Pull out each line in the listing below that contains the string "xmin". Case matters.

Listing:
____

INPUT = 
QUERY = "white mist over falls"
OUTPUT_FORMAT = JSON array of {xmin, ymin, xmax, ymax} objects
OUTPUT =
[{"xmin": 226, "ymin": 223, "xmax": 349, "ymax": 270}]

____

Exercise solution:
OUTPUT_FORMAT = JSON array of {xmin, ymin, xmax, ymax} objects
[{"xmin": 226, "ymin": 223, "xmax": 349, "ymax": 270}]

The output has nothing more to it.